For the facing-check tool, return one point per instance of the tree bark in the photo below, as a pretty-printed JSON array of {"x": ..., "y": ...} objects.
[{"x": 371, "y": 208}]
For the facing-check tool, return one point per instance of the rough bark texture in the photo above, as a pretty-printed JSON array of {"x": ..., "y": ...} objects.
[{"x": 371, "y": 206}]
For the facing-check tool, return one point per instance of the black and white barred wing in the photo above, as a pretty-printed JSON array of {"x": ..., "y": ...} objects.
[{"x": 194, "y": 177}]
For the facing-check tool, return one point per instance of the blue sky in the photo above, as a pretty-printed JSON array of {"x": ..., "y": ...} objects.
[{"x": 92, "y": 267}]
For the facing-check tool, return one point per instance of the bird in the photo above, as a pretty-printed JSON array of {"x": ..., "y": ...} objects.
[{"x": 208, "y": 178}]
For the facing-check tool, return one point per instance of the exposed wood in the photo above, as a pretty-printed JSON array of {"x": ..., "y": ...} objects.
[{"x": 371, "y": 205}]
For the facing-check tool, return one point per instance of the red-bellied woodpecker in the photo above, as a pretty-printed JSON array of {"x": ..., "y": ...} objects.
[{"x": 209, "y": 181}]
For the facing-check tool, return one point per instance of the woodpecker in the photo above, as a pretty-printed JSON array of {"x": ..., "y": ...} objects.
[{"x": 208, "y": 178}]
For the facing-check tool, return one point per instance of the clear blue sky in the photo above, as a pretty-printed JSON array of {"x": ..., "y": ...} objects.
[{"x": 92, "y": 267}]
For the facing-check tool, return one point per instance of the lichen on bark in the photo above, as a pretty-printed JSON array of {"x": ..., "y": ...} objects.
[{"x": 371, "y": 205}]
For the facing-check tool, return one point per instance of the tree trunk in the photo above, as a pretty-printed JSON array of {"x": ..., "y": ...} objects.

────────────────────

• [WHAT THE EXERCISE ASKS] Starting with the line that contains "of the woodpecker", print each line through the last one in the listing. Include both end lines and add nothing.

• [RESPONSE]
For the facing-check tool, return one point per instance of the woodpecker in the photo above, as a pretty-printed JSON array of {"x": ..., "y": ...} objects.
[{"x": 208, "y": 178}]
For the facing-check tool, return one point per instance of the clear blue sky in the photo above, as a pretty-printed JSON array of {"x": ..., "y": ...} objects.
[{"x": 92, "y": 267}]
For the facing-check tool, return one point per instance of the lichen on bark in the photo above, as a pretty-printed JSON array of {"x": ..., "y": ...} objects.
[{"x": 371, "y": 205}]
For the facing-check tool, return one point per instance of the tree trunk in the photo above, as a pretty-printed JSON array of {"x": ..., "y": ...} objects.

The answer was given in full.